= WHAT YOU NEED TO DO =
What you print must match the data line for line.

--- --- ---

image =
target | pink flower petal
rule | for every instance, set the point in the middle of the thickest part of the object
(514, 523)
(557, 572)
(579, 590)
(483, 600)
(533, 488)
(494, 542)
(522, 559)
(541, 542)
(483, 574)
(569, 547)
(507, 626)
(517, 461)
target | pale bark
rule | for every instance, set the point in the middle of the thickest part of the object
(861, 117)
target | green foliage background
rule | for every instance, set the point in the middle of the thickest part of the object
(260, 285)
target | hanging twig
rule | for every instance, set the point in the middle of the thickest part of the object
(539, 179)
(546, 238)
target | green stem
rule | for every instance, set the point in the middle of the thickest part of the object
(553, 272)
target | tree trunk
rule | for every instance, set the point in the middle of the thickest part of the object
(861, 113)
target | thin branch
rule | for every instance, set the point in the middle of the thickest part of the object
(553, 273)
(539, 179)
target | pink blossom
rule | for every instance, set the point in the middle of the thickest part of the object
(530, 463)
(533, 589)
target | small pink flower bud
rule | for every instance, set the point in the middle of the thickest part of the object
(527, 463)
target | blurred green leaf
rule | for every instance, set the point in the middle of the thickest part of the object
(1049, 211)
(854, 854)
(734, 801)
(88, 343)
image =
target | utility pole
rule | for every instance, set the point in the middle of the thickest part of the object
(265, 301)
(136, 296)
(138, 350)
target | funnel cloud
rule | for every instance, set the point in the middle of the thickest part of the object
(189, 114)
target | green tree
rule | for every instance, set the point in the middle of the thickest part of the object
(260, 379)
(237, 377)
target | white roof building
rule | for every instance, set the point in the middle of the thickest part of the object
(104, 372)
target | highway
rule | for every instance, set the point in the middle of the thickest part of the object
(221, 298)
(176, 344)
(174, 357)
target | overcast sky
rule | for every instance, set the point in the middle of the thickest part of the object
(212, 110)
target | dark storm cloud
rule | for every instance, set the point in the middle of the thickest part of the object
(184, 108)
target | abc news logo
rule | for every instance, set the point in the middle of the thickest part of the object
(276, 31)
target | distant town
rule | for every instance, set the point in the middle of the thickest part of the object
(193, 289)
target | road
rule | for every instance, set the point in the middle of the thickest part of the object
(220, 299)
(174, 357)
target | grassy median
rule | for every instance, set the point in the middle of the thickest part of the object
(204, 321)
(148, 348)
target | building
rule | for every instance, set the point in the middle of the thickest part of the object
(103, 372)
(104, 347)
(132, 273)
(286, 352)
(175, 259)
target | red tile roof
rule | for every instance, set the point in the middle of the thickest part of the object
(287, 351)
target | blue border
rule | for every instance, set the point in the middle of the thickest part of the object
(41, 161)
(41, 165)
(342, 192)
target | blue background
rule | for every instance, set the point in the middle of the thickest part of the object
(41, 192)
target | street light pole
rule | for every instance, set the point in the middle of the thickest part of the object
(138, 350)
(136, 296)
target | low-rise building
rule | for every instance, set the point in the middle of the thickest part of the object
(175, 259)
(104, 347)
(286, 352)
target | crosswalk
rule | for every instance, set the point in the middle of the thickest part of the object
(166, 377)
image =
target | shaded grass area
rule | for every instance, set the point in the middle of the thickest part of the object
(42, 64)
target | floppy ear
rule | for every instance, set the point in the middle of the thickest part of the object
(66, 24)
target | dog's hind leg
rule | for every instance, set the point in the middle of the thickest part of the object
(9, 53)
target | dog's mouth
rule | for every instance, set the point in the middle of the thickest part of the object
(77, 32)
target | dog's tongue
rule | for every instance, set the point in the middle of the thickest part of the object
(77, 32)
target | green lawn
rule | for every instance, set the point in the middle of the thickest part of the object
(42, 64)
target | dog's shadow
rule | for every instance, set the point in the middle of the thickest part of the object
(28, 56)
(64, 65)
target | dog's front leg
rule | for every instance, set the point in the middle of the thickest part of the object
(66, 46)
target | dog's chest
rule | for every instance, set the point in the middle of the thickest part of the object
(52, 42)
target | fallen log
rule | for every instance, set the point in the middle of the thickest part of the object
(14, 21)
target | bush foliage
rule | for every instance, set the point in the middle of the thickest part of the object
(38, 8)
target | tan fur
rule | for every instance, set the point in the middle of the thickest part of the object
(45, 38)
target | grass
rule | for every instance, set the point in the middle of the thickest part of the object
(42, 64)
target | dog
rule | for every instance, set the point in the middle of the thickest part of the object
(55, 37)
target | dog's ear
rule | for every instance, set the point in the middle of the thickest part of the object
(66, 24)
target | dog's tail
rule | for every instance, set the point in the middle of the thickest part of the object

--- --- ---

= RESULT OF THE EXERCISE =
image =
target | pink flower petal
rule | for every instance, set the point in the middle of the thickest part of the object
(514, 523)
(557, 572)
(579, 590)
(483, 600)
(533, 488)
(494, 542)
(522, 559)
(541, 542)
(483, 574)
(569, 547)
(507, 626)
(517, 461)
target | pale bark
rule | for every instance, set the point in the middle of the thickest part of the object
(861, 117)
target | green foliage background
rule | for every instance, set the point in the middle of the thickest part of the object
(260, 285)
target | hanging twig
rule | for every instance, set the point in the middle of the thickest part of the object
(539, 179)
(546, 238)
target | green stem
rule | for every instance, set the point in the middle of the thickest part of the object
(553, 272)
target | tree trunk
rule | for every instance, set the point in the middle of the thickest part of the object
(861, 113)
target | thin branch
rule | for every instance, set the point in the middle of the thickest part of the object
(553, 273)
(539, 179)
target | pink blossom
rule | for every instance, set the point in the middle of the thickest part of the object
(530, 463)
(533, 589)
target | small pink flower bud
rule | for every instance, set the point in the middle of the thickest part of the object
(527, 463)
target | blurred green leaf
rule | for every instance, set the point in the middle of the thickest part of the object
(1049, 211)
(854, 854)
(734, 801)
(88, 343)
image =
target | utility pole
rule | for every instance, set the point in the middle of the thickest part of the object
(265, 301)
(136, 296)
(138, 350)
target | funnel cloud
rule | for every instance, set the point in the middle of the thickest part of the object
(189, 114)
target | green tree
rule | for every instance, set the point in the middle of the thickest part of the object
(260, 379)
(237, 377)
target | white roof building
rule | for every instance, set the point in the middle of the thickest part of the object
(104, 372)
target | highway
rule | for every instance, set the point in the middle of the thickest part of the object
(221, 298)
(176, 344)
(174, 357)
target | overcast sky
rule | for every instance, set the point in the middle of the thickest part of the object
(212, 110)
target | dark storm cloud
rule | for every instance, set the point in the middle of the thickest part of the object
(184, 108)
target | abc news logo
rule | for every instance, set the point in the middle of the thickest part of the object
(276, 31)
target | distant town
rule | for every instance, set the point in the middle of the thickest part of the object
(193, 289)
target | road
rule | for every instance, set the point in the middle of the thickest part of the object
(220, 299)
(174, 357)
target | grassy median
rule | for every instance, set the point in the middle of the thickest part of the object
(204, 321)
(148, 348)
target | building
rule | for every instance, set the point in the middle of the thickest part of the object
(103, 372)
(104, 347)
(132, 273)
(286, 352)
(175, 259)
target | red tile roof
rule | for every instance, set the point in the middle of the thickest part of the object
(287, 351)
target | blue border
rule | for every instance, set the point in the middle of the thickest part of the object
(41, 161)
(41, 165)
(342, 192)
target | blue background
rule | for every instance, set the point in the middle of the thickest part of the object
(41, 192)
target | street light pole
rule | for every instance, set the point in the middle of the thickest part of the object
(138, 350)
(136, 296)
target | low-rise building
rule | for every instance, set the point in the middle of the thickest part of the object
(175, 259)
(104, 347)
(286, 352)
target | crosswalk
rule | for every instance, set the point in the middle of the thickest part of the object
(166, 377)
image =
target | shaded grass area
rule | for every instance, set the point in the middle of the thickest part of the object
(42, 64)
target | floppy ear
rule | for every instance, set the point in the middle of the thickest part of the object
(66, 24)
target | dog's hind leg
rule | for every instance, set the point in the middle of the thickest part of the object
(9, 53)
target | dog's mouth
rule | for every instance, set the point in the middle of the thickest part of the object
(77, 32)
target | dog's tongue
rule | for every instance, set the point in the middle of the thickest part of the object
(77, 32)
target | green lawn
rule | for every instance, set the point in the middle of the thickest part of the object
(42, 64)
target | dog's shadow
rule | for every instance, set the point in the middle of the thickest part of the object
(28, 56)
(64, 65)
target | dog's front leg
rule | for every instance, set the point in the middle of the thickest part of the object
(66, 46)
target | dog's chest
rule | for every instance, set the point in the middle of the thickest part of the object
(52, 42)
target | fallen log
rule | for every instance, set the point in the middle of the thickest part of the object
(14, 21)
target | bush foliage
rule | for every instance, set the point in the middle of the thickest part of the object
(38, 8)
target | tan fur
rule | for every instance, set the point in the middle of the thickest part of the object
(45, 38)
target | grass
rule | for every instance, set the point in the middle of the thickest part of the object
(42, 64)
target | dog
rule | for every instance, set the point in the middle of the thickest part of the object
(55, 37)
target | dog's ear
rule | for every instance, set the point in the middle of the thickest part of the object
(66, 24)
target | dog's tail
rule | for every instance, set the point in the middle of the thickest part of the object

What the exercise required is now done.